Given exercise:
Rewrite the material below in full, putting "JSON array" wherever "Python list" appears and leaving everything else untouched.
--- BEGIN Exercise input ---
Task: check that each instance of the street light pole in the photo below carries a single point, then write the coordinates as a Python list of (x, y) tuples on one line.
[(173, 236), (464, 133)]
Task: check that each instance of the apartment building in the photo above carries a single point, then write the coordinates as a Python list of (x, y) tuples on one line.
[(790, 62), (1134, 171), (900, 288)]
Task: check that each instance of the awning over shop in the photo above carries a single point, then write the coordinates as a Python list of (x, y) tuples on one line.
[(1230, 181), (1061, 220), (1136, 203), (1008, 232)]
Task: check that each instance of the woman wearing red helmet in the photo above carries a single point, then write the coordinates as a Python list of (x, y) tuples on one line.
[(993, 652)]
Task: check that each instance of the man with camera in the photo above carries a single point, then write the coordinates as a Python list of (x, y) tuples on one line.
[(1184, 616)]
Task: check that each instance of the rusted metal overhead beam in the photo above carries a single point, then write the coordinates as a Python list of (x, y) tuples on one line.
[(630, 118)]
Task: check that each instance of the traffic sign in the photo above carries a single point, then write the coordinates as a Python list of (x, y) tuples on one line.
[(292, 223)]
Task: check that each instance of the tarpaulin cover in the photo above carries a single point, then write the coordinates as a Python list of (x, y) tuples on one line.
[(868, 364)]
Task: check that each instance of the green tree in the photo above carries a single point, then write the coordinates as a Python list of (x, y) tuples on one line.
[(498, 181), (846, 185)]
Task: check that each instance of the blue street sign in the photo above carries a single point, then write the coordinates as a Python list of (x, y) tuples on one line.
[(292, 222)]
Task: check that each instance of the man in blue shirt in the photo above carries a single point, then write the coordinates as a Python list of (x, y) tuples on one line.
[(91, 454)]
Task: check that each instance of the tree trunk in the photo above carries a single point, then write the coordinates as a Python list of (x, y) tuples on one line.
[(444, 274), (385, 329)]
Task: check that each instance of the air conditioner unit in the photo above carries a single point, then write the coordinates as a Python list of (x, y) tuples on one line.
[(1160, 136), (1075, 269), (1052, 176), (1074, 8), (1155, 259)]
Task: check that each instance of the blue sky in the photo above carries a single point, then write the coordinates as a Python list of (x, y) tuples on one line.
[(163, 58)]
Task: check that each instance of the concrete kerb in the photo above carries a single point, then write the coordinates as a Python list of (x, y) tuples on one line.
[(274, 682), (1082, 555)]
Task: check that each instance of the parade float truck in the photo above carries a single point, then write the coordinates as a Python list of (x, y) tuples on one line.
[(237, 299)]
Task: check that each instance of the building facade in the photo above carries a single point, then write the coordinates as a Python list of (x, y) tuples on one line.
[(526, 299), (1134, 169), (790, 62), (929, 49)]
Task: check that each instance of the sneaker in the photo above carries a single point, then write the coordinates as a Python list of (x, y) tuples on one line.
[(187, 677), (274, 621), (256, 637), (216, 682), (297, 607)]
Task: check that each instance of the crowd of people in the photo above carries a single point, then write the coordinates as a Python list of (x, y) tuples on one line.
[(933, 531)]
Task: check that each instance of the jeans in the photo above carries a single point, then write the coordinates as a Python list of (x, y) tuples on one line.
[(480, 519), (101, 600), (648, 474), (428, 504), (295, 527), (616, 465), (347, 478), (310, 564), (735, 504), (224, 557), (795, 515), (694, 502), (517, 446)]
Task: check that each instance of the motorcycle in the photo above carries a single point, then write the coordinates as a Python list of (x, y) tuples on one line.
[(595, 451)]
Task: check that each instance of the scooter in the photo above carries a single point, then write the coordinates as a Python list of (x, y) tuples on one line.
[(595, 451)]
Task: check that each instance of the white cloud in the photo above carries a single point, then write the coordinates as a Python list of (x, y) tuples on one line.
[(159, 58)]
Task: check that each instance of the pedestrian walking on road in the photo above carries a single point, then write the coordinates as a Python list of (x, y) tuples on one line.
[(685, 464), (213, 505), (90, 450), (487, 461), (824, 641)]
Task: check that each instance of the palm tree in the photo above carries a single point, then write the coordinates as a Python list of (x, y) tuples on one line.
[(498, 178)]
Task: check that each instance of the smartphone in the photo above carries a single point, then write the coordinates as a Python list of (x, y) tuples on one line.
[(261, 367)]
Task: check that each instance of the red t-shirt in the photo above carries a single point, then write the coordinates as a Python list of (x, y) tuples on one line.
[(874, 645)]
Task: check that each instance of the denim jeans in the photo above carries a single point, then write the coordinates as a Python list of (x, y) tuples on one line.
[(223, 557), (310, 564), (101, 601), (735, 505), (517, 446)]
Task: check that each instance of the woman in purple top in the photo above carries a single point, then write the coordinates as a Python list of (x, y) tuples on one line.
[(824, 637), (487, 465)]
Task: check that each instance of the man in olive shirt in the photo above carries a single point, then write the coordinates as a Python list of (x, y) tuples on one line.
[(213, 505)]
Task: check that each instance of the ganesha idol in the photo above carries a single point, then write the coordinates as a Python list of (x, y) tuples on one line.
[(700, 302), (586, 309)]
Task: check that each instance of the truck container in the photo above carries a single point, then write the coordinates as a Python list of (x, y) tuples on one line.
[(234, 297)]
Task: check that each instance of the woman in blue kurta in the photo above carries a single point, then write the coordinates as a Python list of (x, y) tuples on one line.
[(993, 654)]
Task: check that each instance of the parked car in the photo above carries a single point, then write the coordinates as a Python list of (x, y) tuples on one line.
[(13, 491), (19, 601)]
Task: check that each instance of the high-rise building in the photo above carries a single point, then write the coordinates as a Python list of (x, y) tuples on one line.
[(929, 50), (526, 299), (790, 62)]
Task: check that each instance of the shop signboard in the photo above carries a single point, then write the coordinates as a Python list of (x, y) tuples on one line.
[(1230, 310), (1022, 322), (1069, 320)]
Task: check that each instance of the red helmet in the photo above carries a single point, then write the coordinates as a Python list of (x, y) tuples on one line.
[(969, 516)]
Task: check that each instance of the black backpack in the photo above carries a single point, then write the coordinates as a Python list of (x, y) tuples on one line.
--- END Exercise input ---
Full response:
Task: check that each instance of the street light pole in the photo below carries a single point, then write the coordinates as a JSON array of (x, y) tuples on one line.
[(173, 236), (464, 133)]
Task: check that each instance of the apartment building in the photo above carries a single point, then write the coordinates as a JSON array of (x, y) tuples on one line.
[(790, 62), (1134, 171), (900, 288)]
Task: check that each instance of the awning over shop in the photo above carries a single point, then write the coordinates as a JSON array of (x, y) tuples on one line.
[(1230, 181), (1061, 220), (1136, 203), (1008, 232)]
Task: check that each instance of the woman wearing red helmet in the photo above carries a single point, then write the coordinates as a JSON array of (x, y) tuples on one line.
[(993, 652)]
Task: check that each instance of the man with camera in the photo above carries a single point, then write the coordinates as a JSON array of (x, y) tuples on one line.
[(1184, 616)]
Task: check that each instance of the rusted metal overhead beam in the photo above carries a single point, then write the coordinates as a JSON array of (x, y) tuples on one line.
[(630, 118)]
Task: check that each instance of the traffic sign in the photo above carries a single point, then write the coordinates as a JSON array of (x, y) tuples on one line.
[(292, 223)]
Task: check that each instance of the tarpaulin cover in the photo above carries a single point, then write the coordinates as a JSON array of (x, y) tuples on one line.
[(868, 364)]
Task: check that each instance of the green tree in the photo above carries a single point, then write the coordinates as a JSON array of (x, y) tuples on one line.
[(498, 181), (846, 185)]
Task: check that each instance of the blue street sign in the photo above carries a single point, then write the coordinates as a JSON array of (x, y) tuples on one line.
[(292, 222)]
Task: check that each instance of the man in blue shirt in the photo above carries a single point, then write the coordinates as a JSON array of (x, y) tuples on one line.
[(91, 454)]
Task: check that each instance of the tree trunk in the photo above carries a single point, then write the coordinates as a JSON array of (x, y) tuples on one line.
[(444, 274), (385, 329)]
Task: check that each instance of the air conditioner unit in the photo above carries a single point, then write the coordinates as a JSON array of (x, y) tuples on one line.
[(1160, 136), (1075, 269), (1052, 176), (1074, 8), (1155, 259)]
Task: check that each instance of the blue sky in the photo above carries a single point, then write the coordinates as a JSON array of (x, y) tuples on one line.
[(163, 58)]
Task: check that each instance of the concrete kerb in the photo above carries a single point, then write the coordinates as a JSON array of (x, y) tuples on one line.
[(274, 682), (1082, 555)]
Task: check that each instance of the parade float truck in the photo above carries a single point, then write the coordinates as a JSON array of (x, y) tuples on one line.
[(237, 299)]
Task: check that each instance of the building facade in the photo above carries a single point, then write the coordinates as a JSON array of (x, y) tuples on one line.
[(526, 299), (1134, 169), (790, 62), (929, 49)]
Task: check that each instance of the sneaker in the photo above carries a single point, then write the coordinates as a JSON array of (x, y) tuples on one line.
[(187, 677), (274, 621), (256, 637), (216, 682), (297, 607)]
Task: check that each instance of the crowd of people in the photo above carries a single point, then write the coordinates as a JSON array of (x, y) tuples on one line.
[(933, 531)]
Task: check that each instance of the jeans in the photo above carries a single point, then write the coordinates as a JSON array of (x, y) tuples on one line.
[(480, 519), (101, 600), (648, 474), (428, 504), (295, 527), (616, 465), (347, 478), (310, 564), (735, 504), (224, 557), (795, 515), (694, 502), (517, 446)]
Task: check that each instance of the motorcycle in the photo above carries a single point, then write the coordinates as a JSON array of (x, y) tuples on one line.
[(595, 451)]
Task: check that each instance of the scooter in the photo above carries a single point, then write the coordinates as a JSON array of (x, y) tuples on one line.
[(595, 451)]
Task: check that each instance of the white cloud in the photo above carries a single point, then write the coordinates as a JSON array of (x, y) tuples on one line.
[(159, 58)]
Task: check that each instance of the pedestrian walking on road in the photo above carries a single point, then write the coordinates as a JSON array of (x, y) tuples on one line.
[(685, 464), (213, 505), (90, 450), (487, 461), (824, 641)]
Task: check that each instance of the palm tree in the photo above carries a single point, then write the coordinates as a JSON array of (x, y) tuples on one line.
[(498, 178)]
Task: check that each instance of the smartphone in the photo above carries a single point, then write the coordinates as a JSON array of (x, y) tuples on one line.
[(261, 367)]
Task: check that each instance of the red t-shirt in the photo above carries a single point, then write the coordinates as a JSON array of (x, y) tuples on one line.
[(874, 645)]
Task: check that each instance of the denim jeans in the photo above carries a single point, then write the coordinates as a JSON array of (x, y) tuples on one line.
[(223, 557), (310, 564), (101, 601), (735, 505), (517, 446)]
Task: check that each instance of the woman in purple top in the photo above carries a single point, then write the coordinates as a JSON array of (x, y) tuples on one line.
[(824, 637), (487, 465)]
Task: check that each instance of the man in olive shirt in the photo above carries a single point, then write the coordinates as a JSON array of (x, y) tuples on one line.
[(213, 505)]
Task: check that each instance of the ganesha idol in the photo above carries a single point, then write the coordinates as a JSON array of (x, y) tuples on one line.
[(700, 302), (586, 309)]
Task: check that each instance of the truck container in the photo above carries a single point, then write the coordinates as a JSON array of (x, y) tuples on one line.
[(234, 297)]
Task: check that each instance of the woman in blue kurta in the photo above carries a single point, then write the coordinates as a JSON array of (x, y) tuples on one line.
[(993, 654)]
Task: check that each instance of the parked car in the photo above carries a single point, then write the coordinates as a JSON array of (x, y) tuples on one line.
[(13, 491), (19, 601)]
Task: check that each instance of the high-rise building in the photo above carries a single point, then write the coordinates as a JSON array of (x, y) tuples on one line.
[(929, 50), (526, 299), (790, 62)]
Task: check that each instance of the shop signboard in the photo above carries a single point, then write the coordinates as a JSON array of (x, y) tuples on one line.
[(1230, 310), (1022, 322), (1069, 320)]
Task: check that each instance of the red helmet in the photo above carries a single point, then write the coordinates as a JSON array of (x, y) tuples on one line.
[(969, 516)]
Task: check that each instance of the black backpack in the photo above carries a single point, then write the coordinates as a JSON array of (x, y) tuples on one line.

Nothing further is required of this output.